Task prompt => All of the material should be reproduced exactly, with pictures left out.

The records =>
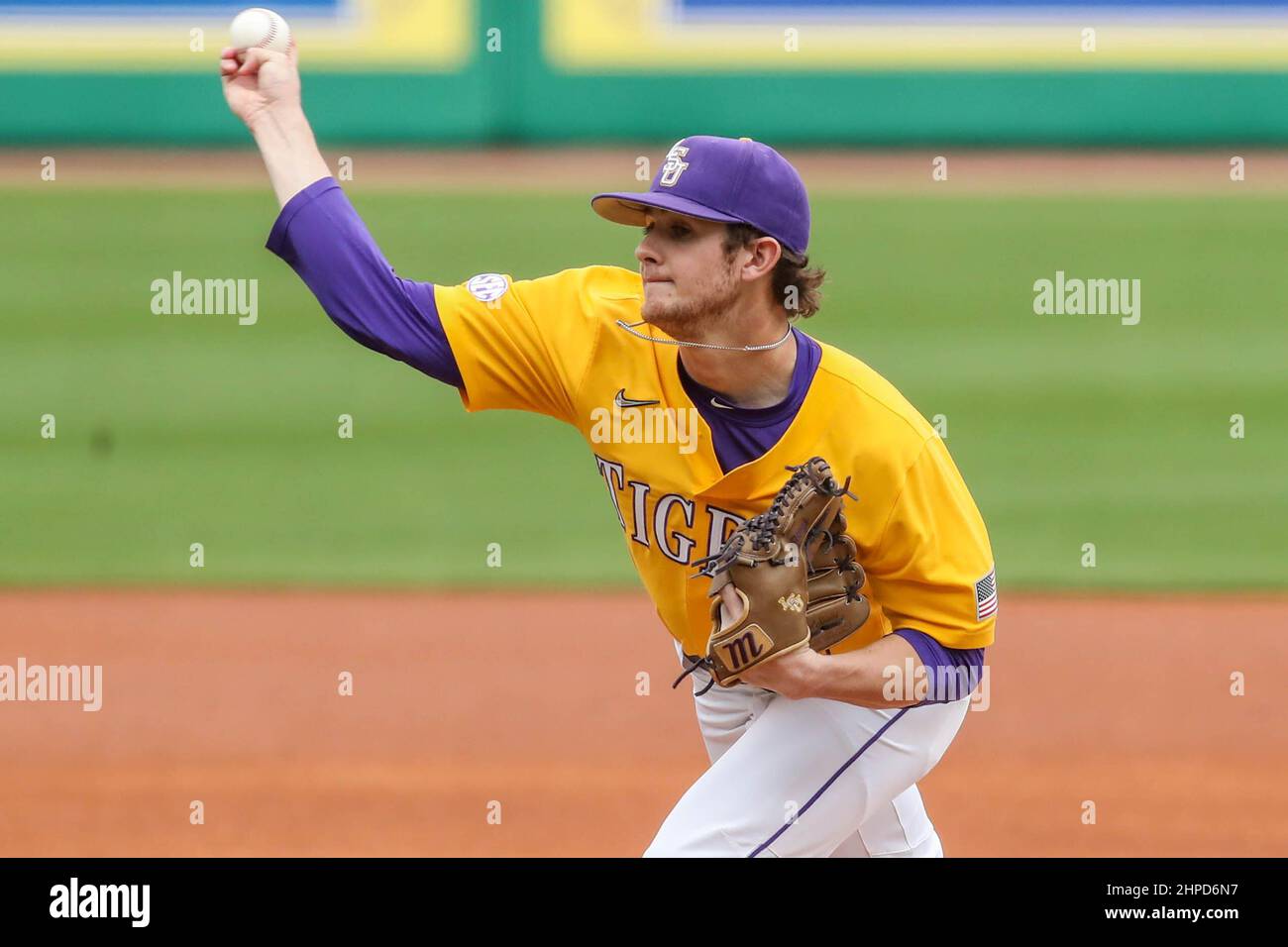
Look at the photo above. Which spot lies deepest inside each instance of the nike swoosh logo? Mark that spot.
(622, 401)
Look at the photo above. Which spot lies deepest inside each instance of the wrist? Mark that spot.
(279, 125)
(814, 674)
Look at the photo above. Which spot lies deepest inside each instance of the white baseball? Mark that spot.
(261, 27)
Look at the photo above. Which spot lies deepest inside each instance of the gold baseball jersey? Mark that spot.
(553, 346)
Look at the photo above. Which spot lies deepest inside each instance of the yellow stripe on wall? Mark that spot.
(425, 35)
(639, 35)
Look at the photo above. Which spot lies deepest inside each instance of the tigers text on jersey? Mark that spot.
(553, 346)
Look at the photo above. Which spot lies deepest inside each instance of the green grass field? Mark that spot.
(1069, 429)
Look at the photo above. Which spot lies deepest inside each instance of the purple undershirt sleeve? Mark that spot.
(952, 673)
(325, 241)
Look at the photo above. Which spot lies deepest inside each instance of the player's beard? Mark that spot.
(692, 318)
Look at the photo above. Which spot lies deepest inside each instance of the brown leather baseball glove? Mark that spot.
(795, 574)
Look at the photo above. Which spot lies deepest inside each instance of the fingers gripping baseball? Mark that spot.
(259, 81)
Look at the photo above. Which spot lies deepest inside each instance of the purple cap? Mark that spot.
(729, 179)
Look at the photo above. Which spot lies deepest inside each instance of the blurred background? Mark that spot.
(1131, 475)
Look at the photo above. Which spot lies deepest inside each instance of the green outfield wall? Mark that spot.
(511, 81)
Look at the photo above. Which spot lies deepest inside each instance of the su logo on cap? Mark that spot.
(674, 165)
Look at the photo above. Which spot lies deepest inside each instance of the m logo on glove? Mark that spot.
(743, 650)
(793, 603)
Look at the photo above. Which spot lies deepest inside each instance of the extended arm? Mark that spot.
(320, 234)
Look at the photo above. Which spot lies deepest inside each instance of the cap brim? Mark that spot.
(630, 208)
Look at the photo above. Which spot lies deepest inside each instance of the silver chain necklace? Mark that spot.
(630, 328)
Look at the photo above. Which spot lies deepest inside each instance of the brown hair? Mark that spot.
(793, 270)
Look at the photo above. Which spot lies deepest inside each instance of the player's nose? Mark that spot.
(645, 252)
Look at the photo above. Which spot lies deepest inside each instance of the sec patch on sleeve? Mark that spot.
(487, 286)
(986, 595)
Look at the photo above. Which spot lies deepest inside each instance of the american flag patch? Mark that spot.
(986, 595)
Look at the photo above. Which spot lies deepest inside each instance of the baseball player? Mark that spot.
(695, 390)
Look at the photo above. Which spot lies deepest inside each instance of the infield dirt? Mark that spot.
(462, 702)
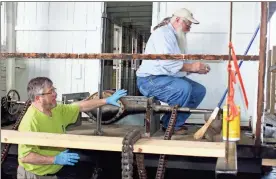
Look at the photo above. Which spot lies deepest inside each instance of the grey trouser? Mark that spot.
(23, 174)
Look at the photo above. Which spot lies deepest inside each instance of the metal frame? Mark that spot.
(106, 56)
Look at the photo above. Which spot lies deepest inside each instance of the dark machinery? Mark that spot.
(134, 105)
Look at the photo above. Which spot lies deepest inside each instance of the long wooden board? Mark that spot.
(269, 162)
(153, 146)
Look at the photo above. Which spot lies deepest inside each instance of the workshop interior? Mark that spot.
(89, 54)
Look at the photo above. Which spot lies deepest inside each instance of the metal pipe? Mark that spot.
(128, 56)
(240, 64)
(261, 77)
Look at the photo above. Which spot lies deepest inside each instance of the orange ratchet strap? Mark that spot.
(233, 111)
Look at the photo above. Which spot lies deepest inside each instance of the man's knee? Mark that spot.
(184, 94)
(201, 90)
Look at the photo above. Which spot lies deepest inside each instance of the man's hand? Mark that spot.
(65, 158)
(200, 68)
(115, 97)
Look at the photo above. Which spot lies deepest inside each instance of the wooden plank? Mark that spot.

Result of the exercise =>
Look at the photo above. Which spot lies deepest inside each instance of the nike swoosh logo? Mark that spot.
(622, 401)
Look at the photo above. Which spot lies deepest inside each instance of the wrist? Mark that spot.
(279, 125)
(814, 674)
Look at the photo above. Which spot lies deepest inside each instance of the white baseball? Mark that spot.
(261, 27)
Look at the photo above. Which spot lies deepest inside each instance of the gold baseball jersey? Mark that spot.
(553, 346)
Look at the photo above. Which spot lies deepest inside each instance of the yellow stripe on wall? Mark that spot.
(425, 35)
(639, 35)
Look at the photo above. Which spot lies deepest inside each instance of the tigers text on jersey? Mark that spot.
(553, 346)
Look at the photo above. Which spot lies deepest inside each instance of the green grass field? Mark that spot.
(1069, 429)
Look at the photo above. Which spot lies deepest inside each instance of the purple undershirt sleeve? Mark that spot.
(952, 673)
(325, 241)
Look at the photo above. Which spot lies deepest inside each instance of the player's beard? Mark that spot.
(692, 318)
Look at the photo above. Which spot lies deepest inside each instance of the brown leather baseball glove? Mark that spot.
(795, 574)
Look at the photo above. Which spot lies deepest inside each instance of the fingers gripping baseball? Mark that spot.
(259, 81)
Look at the photo above. Which spot lies deepest inside each instance of the purple cap? Mark that spot.
(729, 179)
Look at the photo above. Which spot lies deepest inside each instance of the blurred background? Mark that spot.
(1131, 475)
Look at the photo above. Which spot lies deepest inside each instance of the green outfield wall? Mark that spot.
(511, 81)
Look at the photo above. Which spot lies deepest inside each instance of the su logo on cap? Mark that spot.
(674, 165)
Look at the photo above. Which spot lies deepest inside each instance of the m logo on glove? Mark that spot.
(743, 650)
(793, 603)
Look at the photo above. Which spot lies deepest inside each instance of the extended arm? Mark that spot.
(320, 234)
Look at the photo above. Which spot lies deepest inside each instance of the cap brim? Mark that spot.
(630, 208)
Look at the photo above. Which spot lies deepest inside each instance of the silver chain necklace? Mark that spot.
(630, 328)
Look at the photo above. Which spot lies deepest inside each instance of the brown hair? Mark that spot.
(793, 270)
Look at the photo above. Which spot lies deepest inside each instance of the player's nose? Mark that spot.
(645, 252)
Look at the photo above. Which spot lies deepest inside each instance of the sec patch on sleeve? Mark that spot.
(487, 286)
(986, 595)
Look at the photo above. Which spot lies deepest inside each instance of the american flag patch? Mark that spot.
(986, 595)
Look at the photo above. Which spot lies deepest inside each instance of the baseball player? Mark that spot.
(695, 390)
Look at the photo above. Which spot lies deepest inside each instance of the infield dirt? Mark that spot.
(462, 702)
Look at the photo above. Which spot lies deepest inside each instance of the grey trouser? Mark that spot.
(23, 174)
Look at the photo above. Which spot lies deepest inside each instance of the metal frame? Mark that spot.
(106, 56)
Look at the photo above. Which spot lies deepest inside each instance of the dark machinery? Mark that spot.
(134, 105)
Look at the photo above. Which spot lies deepest inside each instance of the long wooden board? Mark that spot.
(269, 162)
(153, 146)
Look at the photo above. Which spot lies deepest inside each instance of the workshop interior? Mark that spot.
(89, 54)
Look at the photo above. Which spot lies deepest inside each instance of the metal pipe? Mark that spot.
(128, 56)
(240, 64)
(261, 77)
Look at the photo above. Which spot lies deepest inside each instance of the orange ratchet strap? Mark that spot.
(233, 111)
Look at the photo above. Which spot lies deepest inside each instance of the man's knee? Mark that spot.
(184, 94)
(201, 90)
Look at the photo above. Which spot lies deepest inside each instance of the man's hand? Mark that spot.
(65, 158)
(200, 68)
(115, 97)
Look at the photo above. Which spot lies deepest inside each instance of the wooden plank? Mark that spot.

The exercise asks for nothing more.